Now that the health insurance reform bill has become law, it’s a good time for a quick check-up: Do you have enough coverage? Your own health care isn’t the only area that deserves a second look. Many Americans fail to take out enough life insurance but end up taking out too much insurance for their pets, for example. Here are five tips for making sure you have the right amount of coverage and maximizing the benefits that you already have.
Find out what your insurer covers in advance. This advice doesn’t apply to anyone in need of emergency care, but if you’re planning to have a skin biopsy or molar removed, then it can pay to call your insurer ahead of time to find out whether or not it will pay for the procedure. In some cases, you can save money by going to a different provider or making sure your doctor gives a specific code to the insurance company.
If your insurer rejects an expense, fight back. You can often find details about what your policy covers and what it doesn’t on your insurance provider’s website. That way, you can do some research before making a call to customer service to fight a claim rejection. It’s not uncommon for doctors to make mistakes when they submit information, so it’s worth checking for errors. "If you think it's something that should be covered, you need to call, and not take 'No' for an answer, and keep going until you find out what the answer is," says Aetna spokeswoman Wendy Morphew. If speaking with the insurer and doctor’s office doesn’t yield results, then you can consider filing an appeal.

════

■ **What to produce**
Answer these questions from the insurance coverage text:
(a) According to the text, what kind of insurance do many Americans fail to take out enough of, and what do they take out too much insurance for?
(b) What two planned procedures does the text give as examples when it advises calling your insurer ahead of time?
(c) What is Wendy Morphew's role, as the text states it?
The records that come after this are separate material and have no connection to the insurance coverage text.

════

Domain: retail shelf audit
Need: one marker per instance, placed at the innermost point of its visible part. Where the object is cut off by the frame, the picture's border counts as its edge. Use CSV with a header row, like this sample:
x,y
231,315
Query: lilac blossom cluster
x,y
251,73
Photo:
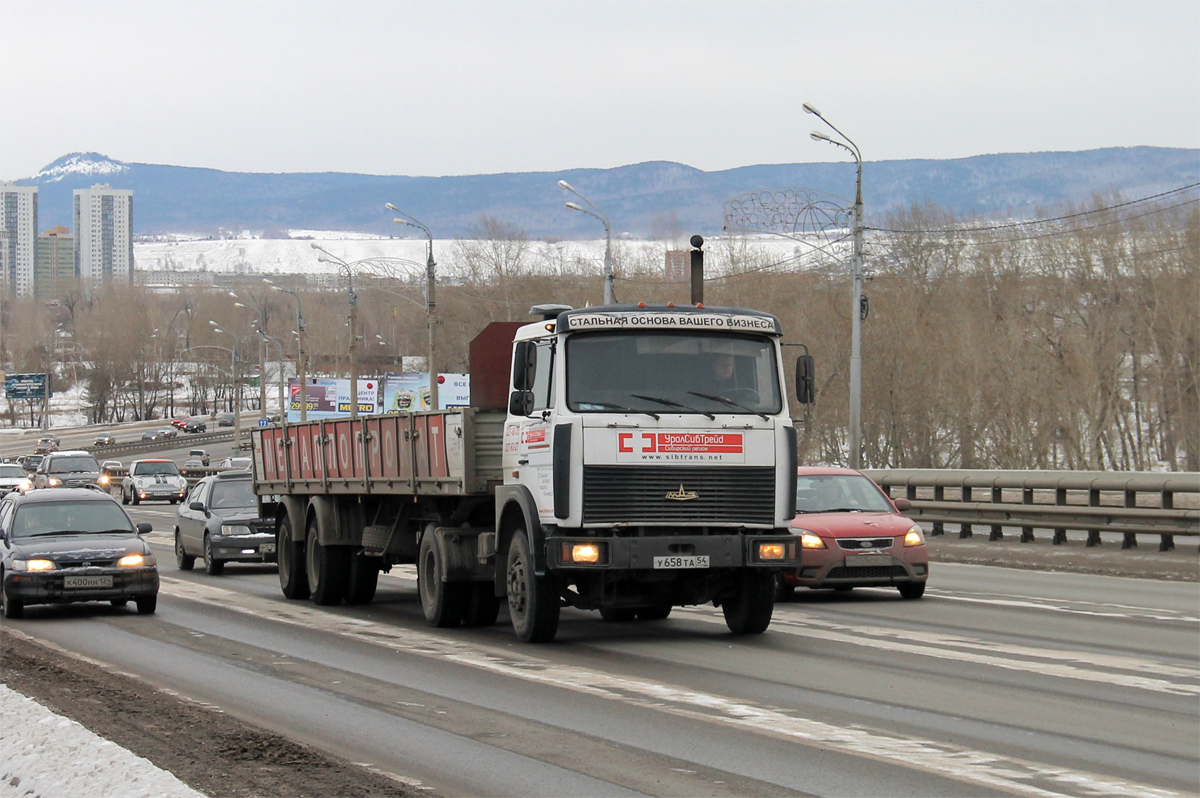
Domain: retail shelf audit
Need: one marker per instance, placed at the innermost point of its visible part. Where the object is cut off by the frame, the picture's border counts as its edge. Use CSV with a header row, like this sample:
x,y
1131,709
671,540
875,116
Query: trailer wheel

════

■ **Task solution**
(a) Too little life insurance, and too much insurance for their pets.
(b) A skin biopsy and a molar removal.
(c) She is an Aetna spokeswoman.